Keeping every line intact, print the records that follow.

━━ Provided material

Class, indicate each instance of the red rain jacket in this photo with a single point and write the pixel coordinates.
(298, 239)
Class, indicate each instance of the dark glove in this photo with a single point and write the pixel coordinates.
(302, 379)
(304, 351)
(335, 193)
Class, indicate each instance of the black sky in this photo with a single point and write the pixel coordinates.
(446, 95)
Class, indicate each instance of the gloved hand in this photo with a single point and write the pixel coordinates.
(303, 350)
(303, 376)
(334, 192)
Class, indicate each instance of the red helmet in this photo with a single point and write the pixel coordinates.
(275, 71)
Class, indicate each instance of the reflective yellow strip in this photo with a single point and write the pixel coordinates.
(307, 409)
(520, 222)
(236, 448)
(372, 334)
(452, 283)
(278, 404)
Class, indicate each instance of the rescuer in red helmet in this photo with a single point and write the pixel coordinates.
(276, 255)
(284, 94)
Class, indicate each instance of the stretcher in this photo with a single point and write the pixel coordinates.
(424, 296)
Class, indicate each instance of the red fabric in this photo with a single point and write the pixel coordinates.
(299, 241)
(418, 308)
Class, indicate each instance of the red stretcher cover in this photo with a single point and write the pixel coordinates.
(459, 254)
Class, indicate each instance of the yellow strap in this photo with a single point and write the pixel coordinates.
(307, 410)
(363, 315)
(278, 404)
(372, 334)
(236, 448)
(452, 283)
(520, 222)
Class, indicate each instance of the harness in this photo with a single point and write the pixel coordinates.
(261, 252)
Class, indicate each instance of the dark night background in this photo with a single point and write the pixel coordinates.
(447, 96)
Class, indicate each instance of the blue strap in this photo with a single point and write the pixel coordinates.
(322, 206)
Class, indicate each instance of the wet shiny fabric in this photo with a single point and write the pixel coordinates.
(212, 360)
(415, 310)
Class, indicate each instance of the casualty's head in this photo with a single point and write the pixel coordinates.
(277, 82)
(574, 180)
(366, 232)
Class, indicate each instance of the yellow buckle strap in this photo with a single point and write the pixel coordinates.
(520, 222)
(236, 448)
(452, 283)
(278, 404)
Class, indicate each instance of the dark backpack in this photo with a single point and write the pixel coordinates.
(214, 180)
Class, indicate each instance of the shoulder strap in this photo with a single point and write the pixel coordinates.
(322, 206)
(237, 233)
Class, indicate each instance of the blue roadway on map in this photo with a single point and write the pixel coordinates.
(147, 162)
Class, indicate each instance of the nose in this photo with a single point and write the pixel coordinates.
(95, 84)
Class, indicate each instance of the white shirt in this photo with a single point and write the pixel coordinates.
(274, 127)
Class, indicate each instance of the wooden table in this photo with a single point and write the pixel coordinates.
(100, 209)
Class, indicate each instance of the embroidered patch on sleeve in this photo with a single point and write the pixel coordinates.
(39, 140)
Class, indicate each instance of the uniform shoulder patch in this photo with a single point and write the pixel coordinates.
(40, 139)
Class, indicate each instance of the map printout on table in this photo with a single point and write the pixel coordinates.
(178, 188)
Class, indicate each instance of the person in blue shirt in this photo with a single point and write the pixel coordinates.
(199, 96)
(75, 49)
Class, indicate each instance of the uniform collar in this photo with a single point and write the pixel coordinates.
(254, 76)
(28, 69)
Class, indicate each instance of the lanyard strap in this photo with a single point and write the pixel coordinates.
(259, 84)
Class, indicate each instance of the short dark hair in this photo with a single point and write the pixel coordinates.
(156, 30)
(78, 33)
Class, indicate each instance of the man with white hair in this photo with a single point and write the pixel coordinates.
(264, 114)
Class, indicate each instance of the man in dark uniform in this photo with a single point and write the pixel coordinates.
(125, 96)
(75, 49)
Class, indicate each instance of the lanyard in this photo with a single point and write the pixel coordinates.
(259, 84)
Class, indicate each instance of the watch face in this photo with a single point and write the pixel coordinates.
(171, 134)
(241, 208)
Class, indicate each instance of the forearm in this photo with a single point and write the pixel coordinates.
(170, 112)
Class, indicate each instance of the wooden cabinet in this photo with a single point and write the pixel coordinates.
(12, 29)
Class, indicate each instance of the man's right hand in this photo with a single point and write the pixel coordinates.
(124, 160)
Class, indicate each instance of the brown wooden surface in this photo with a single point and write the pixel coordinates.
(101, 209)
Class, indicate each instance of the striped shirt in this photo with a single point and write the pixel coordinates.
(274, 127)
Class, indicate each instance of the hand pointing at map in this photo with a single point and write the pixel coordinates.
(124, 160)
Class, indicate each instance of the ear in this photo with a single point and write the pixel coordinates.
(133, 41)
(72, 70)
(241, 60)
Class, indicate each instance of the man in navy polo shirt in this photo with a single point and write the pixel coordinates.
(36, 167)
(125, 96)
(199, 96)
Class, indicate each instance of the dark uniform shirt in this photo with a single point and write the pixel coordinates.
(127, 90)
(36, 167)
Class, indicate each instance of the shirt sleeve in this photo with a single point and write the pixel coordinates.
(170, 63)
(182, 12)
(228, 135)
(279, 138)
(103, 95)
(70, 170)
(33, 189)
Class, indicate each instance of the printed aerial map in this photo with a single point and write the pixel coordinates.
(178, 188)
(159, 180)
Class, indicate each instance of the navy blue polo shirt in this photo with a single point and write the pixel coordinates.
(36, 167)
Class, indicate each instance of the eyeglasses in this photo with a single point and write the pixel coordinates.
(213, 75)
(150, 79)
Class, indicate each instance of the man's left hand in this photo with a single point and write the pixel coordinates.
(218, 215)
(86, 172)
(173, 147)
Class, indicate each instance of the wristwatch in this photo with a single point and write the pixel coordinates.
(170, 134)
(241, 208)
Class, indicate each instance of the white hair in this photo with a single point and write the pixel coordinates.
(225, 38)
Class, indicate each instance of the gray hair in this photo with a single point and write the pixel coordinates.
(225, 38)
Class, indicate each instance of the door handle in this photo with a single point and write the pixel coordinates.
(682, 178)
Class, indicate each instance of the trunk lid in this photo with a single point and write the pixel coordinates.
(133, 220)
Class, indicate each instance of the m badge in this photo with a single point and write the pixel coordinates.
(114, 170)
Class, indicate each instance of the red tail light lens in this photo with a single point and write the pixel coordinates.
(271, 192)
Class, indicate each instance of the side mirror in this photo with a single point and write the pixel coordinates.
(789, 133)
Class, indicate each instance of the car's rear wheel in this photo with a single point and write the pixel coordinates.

━━━━

### Answer to this exercise
Class, indicate each instance of the red rain jacket in this photo with a single point and write the pixel coordinates.
(298, 239)
Class, indicate each instance of the dark glove in this photo with a single point and write the pixel coordinates.
(302, 379)
(304, 351)
(335, 193)
Class, indicate each instance of the black sky in this photo with a single point and write the pixel coordinates.
(446, 95)
Class, indicate each instance of the gloved hand in this photo with a single point and write the pixel coordinates.
(303, 350)
(303, 376)
(334, 192)
Class, indicate each instance of the red helmet in this photo with a single point and write the pixel coordinates.
(275, 71)
Class, indicate each instance of the reflective yellow strip in this photo with a single point and write the pixel coordinates.
(307, 409)
(520, 222)
(236, 448)
(372, 334)
(452, 283)
(278, 404)
Class, indicate each instance of the rescuer in red helmet in this photo with a single point and write the pixel coordinates.
(276, 255)
(284, 94)
Class, indicate each instance of the stretcher in this photo with a single point and write the pixel coordinates.
(424, 296)
Class, indicate each instance of the red fabric in this photo with a single point and write the pixel coordinates.
(299, 241)
(418, 308)
Class, indicate each instance of the red stretcher cover in this photo with a single point and write the pixel coordinates.
(459, 254)
Class, indicate each instance of the yellow strap in this photo with a single point and write the pixel coordinates.
(307, 410)
(363, 315)
(278, 404)
(372, 334)
(236, 448)
(452, 283)
(520, 222)
Class, indicate each instance of the harness in this photo with a single point and write the pixel coordinates.
(261, 252)
Class, indicate each instance of the dark night background in this photo with a single point and write the pixel coordinates.
(447, 96)
Class, indicate each instance of the blue strap in this photo with a single point and write the pixel coordinates.
(322, 206)
Class, indicate each instance of the wet shiny fabric in this photo with a single point and write the pixel coordinates.
(212, 360)
(415, 310)
Class, indicate each instance of the casualty's head in this photo with a single point and write the pixel coordinates.
(277, 82)
(574, 180)
(366, 232)
Class, indicate each instance of the yellow buckle strap in this photo with a single point and write the pixel coordinates.
(520, 222)
(236, 448)
(452, 283)
(278, 404)
Class, indicate each instance of the dark backpack in this photo with a single point and write the pixel coordinates.
(214, 180)
Class, indicate each instance of the shoulder strap in this photo with a single point and write the pixel coordinates.
(322, 206)
(237, 233)
Class, indicate each instance of the blue roadway on map in this photo with a single point and write the pixel coordinates.
(147, 162)
Class, indicate each instance of the nose in this photo with a single point and write the pixel coordinates.
(95, 84)
Class, indicate each instance of the white shirt in this photo with a single point and write the pixel coordinates.
(274, 127)
Class, indicate each instance of the wooden table in this photo with a single point and write the pixel coordinates.
(100, 209)
Class, indicate each instance of the embroidered patch on sleeve in this photo with a single point and write the pixel coordinates.
(39, 140)
Class, indicate each instance of the uniform shoulder patch in this photo with a single point and write the pixel coordinates.
(40, 139)
Class, indicate each instance of the map printout on table in this photo with a single point and write the pixel coordinates.
(178, 188)
Class, indicate each instance of the person in blue shirt in this photo with a single point and write the pixel coordinates.
(199, 96)
(75, 49)
Class, indicate each instance of the uniform collar in this photo with a single point and write the pixel coordinates.
(254, 76)
(28, 69)
Class, indicate each instance of the lanyard strap in this photo with a single point and write the pixel coordinates.
(259, 84)
Class, indicate each instance of the short dark hair in this photo with a single point and write the pixel coordinates.
(156, 30)
(78, 33)
Class, indicate each instance of the man with white hair in this photo with a single point and write the pixel coordinates.
(264, 114)
Class, indicate each instance of the man in dark uniform in this photo with a single point and write the pixel coordinates.
(125, 96)
(75, 49)
Class, indicate each instance of the lanyard in this photo with a single point and write the pixel coordinates.
(259, 84)
Class, indicate each instance of the watch face in this photo with a single point and write the pixel coordinates.
(171, 134)
(241, 208)
Class, indicate each instance of the forearm in this photo with a single point and write the pixel coordinates.
(170, 112)
Class, indicate each instance of the wooden cabinet in this photo with a single point and write the pixel coordinates.
(12, 29)
Class, indicate each instance of the man's right hand in this photo with a single point and write the pixel coordinates.
(124, 160)
Class, indicate each instance of the brown wooden surface in this photo with a single point and write the pixel coordinates.
(101, 209)
Class, indicate each instance of the striped shirt in this photo with a single point and write the pixel coordinates.
(274, 127)
Class, indicate each instance of the hand pointing at map in this photo with a single point and write the pixel coordinates.
(124, 160)
Class, indicate each instance of the ear in this photo with a single point and write the pixel coordinates.
(133, 41)
(72, 70)
(241, 60)
Class, indicate each instance of the man in navy polo shirt in this photo with a single point and write the pixel coordinates.
(36, 167)
(125, 96)
(199, 96)
Class, indicate each instance of the dark uniform shirt in this photo with a single point and write the pixel coordinates.
(127, 90)
(36, 167)
Class, indicate each instance of the shirt sleeve in this photo with a single point and write the pixel coordinates.
(170, 63)
(182, 12)
(228, 135)
(279, 138)
(103, 95)
(70, 170)
(33, 189)
Class, indicate each instance of the printed aerial map in this photo with a single point and write the pixel coordinates.
(178, 188)
(159, 180)
Class, indicate each instance of the navy blue polo shirt in this photo with a single point and write the pixel coordinates.
(36, 167)
Class, indicate each instance of the eyeglasses in this photo with a single point and write the pixel coordinates.
(213, 75)
(150, 79)
Class, indicate each instance of the man's left hand in this photo with a single point and write the pixel coordinates.
(218, 215)
(86, 172)
(173, 147)
Class, indicate each instance of the wristwatch in this photo with a single point and write the pixel coordinates.
(170, 134)
(241, 208)
Class, indicate each instance of the white hair in this photo with a single point and write the pixel coordinates.
(225, 38)
Class, indicate each instance of the gray hair in this photo with a single point and write the pixel coordinates.
(225, 38)
Class, indicate each instance of the door handle in this photo with a single point and write the pixel coordinates.
(682, 178)
Class, indicate each instance of the trunk lid in this photo with a single point and write the pixel coordinates.
(133, 220)
Class, indicate each instance of the m badge in this photo with a single point and write the pixel coordinates.
(114, 170)
Class, indicate each instance of the red tail light lens in this photo with a single point and write the pixel coordinates.
(271, 192)
Class, indicate each instance of the side mirror in this photo with a single point and write the pixel coordinates.
(789, 133)
Class, indicate each instance of the car's rear wheel in this photo with a single point and write the pixel coordinates.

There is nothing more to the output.